Problem: Search the data for "boot" and copy every matching line.
══ Records for the task
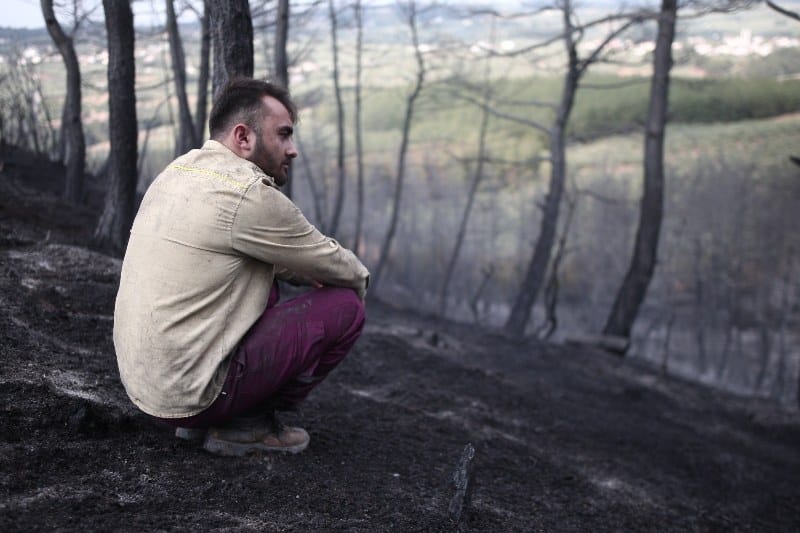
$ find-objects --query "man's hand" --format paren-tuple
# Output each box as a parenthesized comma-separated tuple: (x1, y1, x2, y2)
(289, 272, 323, 288)
(274, 265, 322, 288)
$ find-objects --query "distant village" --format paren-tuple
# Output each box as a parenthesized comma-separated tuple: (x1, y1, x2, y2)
(3, 29, 799, 78)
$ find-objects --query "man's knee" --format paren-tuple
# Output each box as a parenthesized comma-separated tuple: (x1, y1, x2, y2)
(327, 287, 365, 331)
(309, 287, 365, 341)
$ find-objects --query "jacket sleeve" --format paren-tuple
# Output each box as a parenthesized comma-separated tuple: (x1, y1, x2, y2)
(231, 179, 369, 298)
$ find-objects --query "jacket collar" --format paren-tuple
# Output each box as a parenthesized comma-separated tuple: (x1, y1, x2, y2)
(201, 140, 278, 188)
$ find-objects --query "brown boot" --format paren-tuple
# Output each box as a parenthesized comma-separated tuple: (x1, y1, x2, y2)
(203, 411, 309, 456)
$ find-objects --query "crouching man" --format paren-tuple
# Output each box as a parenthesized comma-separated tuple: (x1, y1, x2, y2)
(113, 78, 369, 456)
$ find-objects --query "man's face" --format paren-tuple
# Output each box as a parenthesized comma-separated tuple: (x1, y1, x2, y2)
(248, 96, 298, 187)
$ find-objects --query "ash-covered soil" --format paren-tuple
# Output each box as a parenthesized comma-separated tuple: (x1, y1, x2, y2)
(1, 157, 799, 532)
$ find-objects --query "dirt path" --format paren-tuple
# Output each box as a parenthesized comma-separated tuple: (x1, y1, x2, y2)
(2, 167, 799, 531)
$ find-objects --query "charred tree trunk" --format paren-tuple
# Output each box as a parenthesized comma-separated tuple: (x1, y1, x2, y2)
(327, 0, 346, 238)
(470, 265, 494, 324)
(274, 0, 290, 89)
(503, 106, 571, 337)
(274, 0, 292, 198)
(160, 45, 178, 155)
(754, 322, 772, 394)
(504, 5, 579, 337)
(768, 0, 800, 408)
(439, 97, 490, 317)
(41, 0, 86, 203)
(209, 0, 254, 98)
(771, 251, 793, 401)
(536, 189, 577, 340)
(194, 0, 211, 144)
(166, 0, 197, 155)
(296, 133, 325, 225)
(603, 0, 676, 340)
(372, 1, 425, 290)
(692, 238, 708, 373)
(138, 98, 170, 181)
(352, 0, 365, 256)
(499, 4, 641, 337)
(94, 0, 138, 256)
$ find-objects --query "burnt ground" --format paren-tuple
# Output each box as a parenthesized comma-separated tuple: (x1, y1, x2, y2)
(1, 151, 799, 532)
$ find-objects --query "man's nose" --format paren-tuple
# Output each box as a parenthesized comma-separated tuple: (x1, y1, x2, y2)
(287, 141, 298, 159)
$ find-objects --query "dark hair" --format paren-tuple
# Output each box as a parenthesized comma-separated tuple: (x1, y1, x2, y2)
(208, 78, 297, 140)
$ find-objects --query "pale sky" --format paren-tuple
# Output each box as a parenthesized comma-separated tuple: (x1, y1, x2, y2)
(1, 0, 186, 29)
(4, 0, 46, 29)
(4, 0, 800, 30)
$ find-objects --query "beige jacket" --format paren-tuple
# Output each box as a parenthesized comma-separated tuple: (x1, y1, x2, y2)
(113, 140, 369, 418)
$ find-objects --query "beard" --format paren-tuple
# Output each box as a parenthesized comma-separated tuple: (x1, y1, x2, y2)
(252, 135, 289, 187)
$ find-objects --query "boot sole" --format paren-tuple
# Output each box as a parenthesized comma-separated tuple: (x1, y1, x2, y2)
(203, 435, 309, 456)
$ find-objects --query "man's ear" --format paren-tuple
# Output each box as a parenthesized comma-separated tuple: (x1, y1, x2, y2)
(232, 124, 252, 151)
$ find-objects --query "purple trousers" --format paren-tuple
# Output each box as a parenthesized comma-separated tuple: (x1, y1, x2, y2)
(158, 284, 365, 429)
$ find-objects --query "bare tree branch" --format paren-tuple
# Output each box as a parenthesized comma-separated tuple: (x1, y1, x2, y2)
(766, 0, 800, 21)
(484, 8, 655, 59)
(372, 0, 427, 290)
(578, 17, 643, 74)
(454, 91, 551, 134)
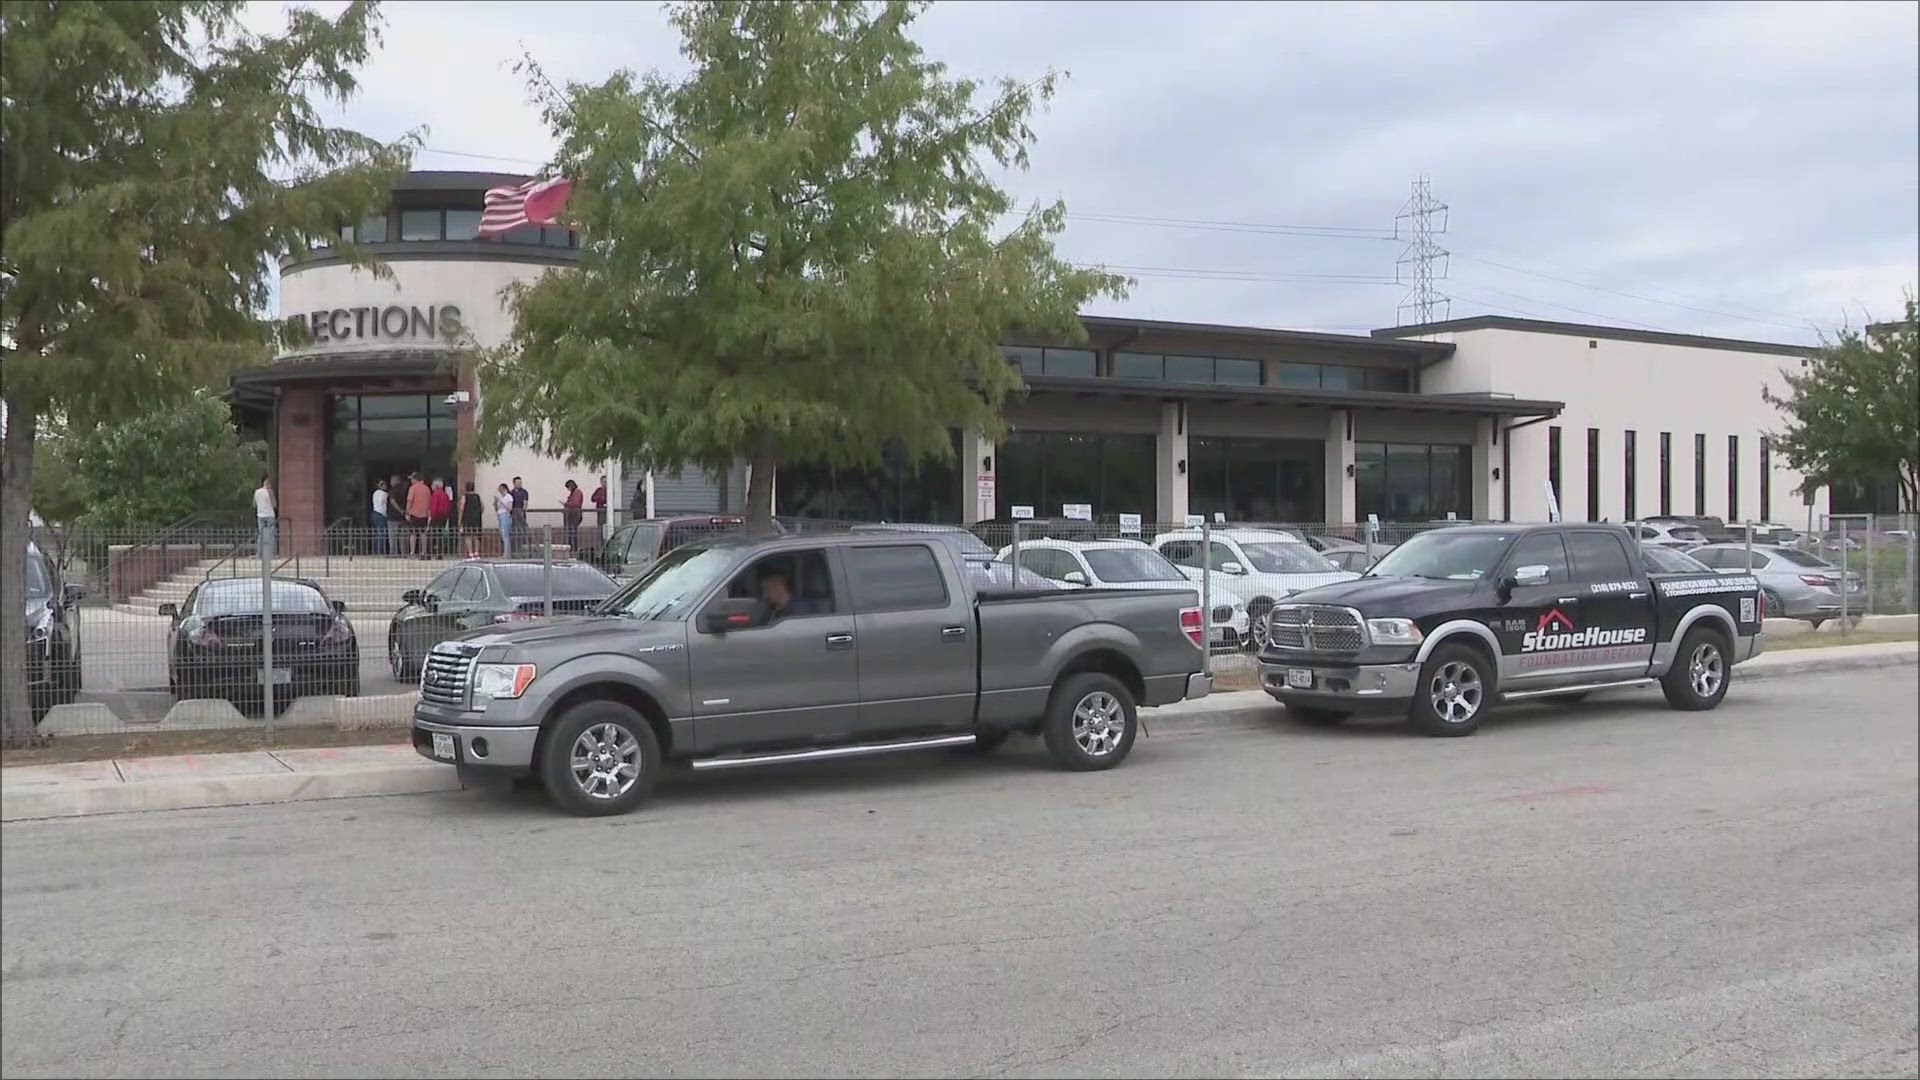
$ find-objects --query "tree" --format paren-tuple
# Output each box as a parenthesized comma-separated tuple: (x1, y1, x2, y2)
════
Response area:
$ find-objects --query "brown boot" --format paren-tuple
$ find-objects --query "boot sole" --format paren-tuple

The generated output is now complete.